> **BRANO DI PARTENZA**
************

SENZA CENSURA N.14

GIUGNO 2004

 

Chi prova il gusto della libertà…

Estratti da un dossier su Marco Camenisch.

 

La breve cronologia ragionata che segue è parte di un più ampio dossier che ricostruisce più organicamente il percorso politico di Marco Camenisch e sviluppa alcune considerazioni sulla pratica della solidarietà. La criminalizzazione della solidarietà a Marco è un fatto evidente. L’attività di sostegno, proprio perché è stata costante, attiva e diffusa ha seriamente minato la strategia dell’isolamento. Certamente il fatto che l’azione diretta, connaturata alla lotta ecologista-radicale, non sia mai stata soggetta ad una delegittimazione politica, ha contribuito alla continuità e alla compattezza della “campagna” di partigiana complicità con Marco, senza che questa catena di solidarietà si spezzasse.

************

> **RIGHE DI DATI**
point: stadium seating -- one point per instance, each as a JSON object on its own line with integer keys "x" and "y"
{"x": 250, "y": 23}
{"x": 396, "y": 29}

************

Nel brano su Marco Camenisch, quale strategia avrebbe seriamente minato l'attività di sostegno?

La strategia dell'isolamento.